### YOUR OBJECTIVE:
Your task is to transcribe the data in full.
# MATERIAL start
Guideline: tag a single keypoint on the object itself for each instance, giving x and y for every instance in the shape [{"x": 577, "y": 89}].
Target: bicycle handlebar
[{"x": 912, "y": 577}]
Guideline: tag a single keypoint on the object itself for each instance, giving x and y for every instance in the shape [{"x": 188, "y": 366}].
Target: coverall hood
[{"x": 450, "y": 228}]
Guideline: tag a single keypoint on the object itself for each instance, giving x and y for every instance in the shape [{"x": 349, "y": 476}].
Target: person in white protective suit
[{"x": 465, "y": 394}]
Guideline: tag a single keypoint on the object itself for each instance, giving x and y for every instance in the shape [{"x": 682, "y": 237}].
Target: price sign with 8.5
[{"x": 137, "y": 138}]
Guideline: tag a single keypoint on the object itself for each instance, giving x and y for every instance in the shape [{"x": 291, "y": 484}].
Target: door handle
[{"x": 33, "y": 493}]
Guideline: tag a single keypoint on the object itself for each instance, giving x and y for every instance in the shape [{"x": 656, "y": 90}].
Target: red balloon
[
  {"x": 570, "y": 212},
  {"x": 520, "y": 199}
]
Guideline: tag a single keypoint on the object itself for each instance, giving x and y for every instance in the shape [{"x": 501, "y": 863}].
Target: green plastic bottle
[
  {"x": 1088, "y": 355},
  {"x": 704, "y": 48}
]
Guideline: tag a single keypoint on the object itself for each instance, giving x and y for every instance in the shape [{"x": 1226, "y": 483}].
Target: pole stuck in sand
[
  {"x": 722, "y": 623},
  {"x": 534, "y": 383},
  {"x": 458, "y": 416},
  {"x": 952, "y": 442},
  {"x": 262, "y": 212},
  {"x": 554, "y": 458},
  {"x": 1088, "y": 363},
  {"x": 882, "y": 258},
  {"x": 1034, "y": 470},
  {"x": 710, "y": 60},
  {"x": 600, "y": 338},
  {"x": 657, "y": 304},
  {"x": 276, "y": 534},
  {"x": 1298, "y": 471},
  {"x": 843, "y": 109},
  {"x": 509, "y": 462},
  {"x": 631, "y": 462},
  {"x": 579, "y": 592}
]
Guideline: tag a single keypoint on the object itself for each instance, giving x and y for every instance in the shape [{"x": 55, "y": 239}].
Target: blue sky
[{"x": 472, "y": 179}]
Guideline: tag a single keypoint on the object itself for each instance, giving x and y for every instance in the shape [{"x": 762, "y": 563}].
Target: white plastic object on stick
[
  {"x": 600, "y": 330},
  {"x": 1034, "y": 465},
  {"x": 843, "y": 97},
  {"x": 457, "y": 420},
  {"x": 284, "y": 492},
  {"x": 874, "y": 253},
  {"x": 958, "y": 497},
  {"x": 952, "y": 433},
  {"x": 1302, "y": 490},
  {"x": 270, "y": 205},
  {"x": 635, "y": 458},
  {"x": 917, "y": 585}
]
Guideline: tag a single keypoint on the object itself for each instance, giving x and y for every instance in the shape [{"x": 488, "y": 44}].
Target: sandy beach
# MATERIAL end
### RESULT BELOW:
Guideline: tag a single keypoint on the object itself for each instance, giving x and y for every instance in the shape [{"x": 577, "y": 89}].
Target: bicycle handlebar
[{"x": 912, "y": 577}]
Guideline: tag a single keypoint on the object itself for each instance, giving x and y for every instance in the shape [{"x": 188, "y": 366}].
Target: coverall hood
[{"x": 450, "y": 228}]
Guideline: tag a single keypoint on the object itself for each instance, giving x and y for every instance in the shape [{"x": 349, "y": 476}].
Target: person in white protective suit
[{"x": 465, "y": 394}]
Guideline: tag a single keypoint on the object itself for each instance, giving x and y for every instance in the shape [{"x": 682, "y": 237}].
Target: price sign with 8.5
[{"x": 137, "y": 138}]
Guideline: tag a single keypoint on the object itself for each instance, giving x and y for every instance in the shape [{"x": 291, "y": 484}].
Target: door handle
[{"x": 33, "y": 493}]
Guideline: tag a single keypoint on the object itself for each instance, giving x and y for every instance in the shape [{"x": 656, "y": 90}].
Target: red balloon
[
  {"x": 570, "y": 212},
  {"x": 520, "y": 199}
]
Guideline: tag a single keypoint on the object itself for each instance, giving x and y for every instance in the shape [{"x": 501, "y": 863}].
Target: green plastic bottle
[
  {"x": 1088, "y": 355},
  {"x": 704, "y": 48}
]
Guideline: tag a single keypoint on the object itself for each instance, giving x and y for every instance in the shape [{"x": 1226, "y": 483}].
Target: pole stuck in sand
[
  {"x": 722, "y": 623},
  {"x": 534, "y": 383},
  {"x": 458, "y": 416},
  {"x": 952, "y": 442},
  {"x": 262, "y": 212},
  {"x": 554, "y": 458},
  {"x": 1088, "y": 363},
  {"x": 882, "y": 258},
  {"x": 1034, "y": 470},
  {"x": 710, "y": 60},
  {"x": 600, "y": 338},
  {"x": 657, "y": 304},
  {"x": 276, "y": 534},
  {"x": 1298, "y": 471},
  {"x": 843, "y": 109},
  {"x": 509, "y": 462},
  {"x": 631, "y": 462},
  {"x": 579, "y": 592}
]
Guideline: tag a single keypoint on the object itself for each instance, giving x and y for every instance in the shape [{"x": 55, "y": 239}].
Target: blue sky
[{"x": 472, "y": 179}]
Guideline: tag a single keypoint on the object itself for each instance, giving x and y for every instance in the shape [{"x": 762, "y": 563}].
Target: white plastic object on stick
[
  {"x": 600, "y": 330},
  {"x": 1034, "y": 465},
  {"x": 843, "y": 97},
  {"x": 457, "y": 420},
  {"x": 284, "y": 492},
  {"x": 874, "y": 253},
  {"x": 958, "y": 497},
  {"x": 952, "y": 433},
  {"x": 1302, "y": 490},
  {"x": 270, "y": 205},
  {"x": 635, "y": 458},
  {"x": 917, "y": 585}
]
Guideline: tag a single keypoint on the object itself for each instance, giving x and y for every instance in the shape [{"x": 488, "y": 44}].
Target: sandy beach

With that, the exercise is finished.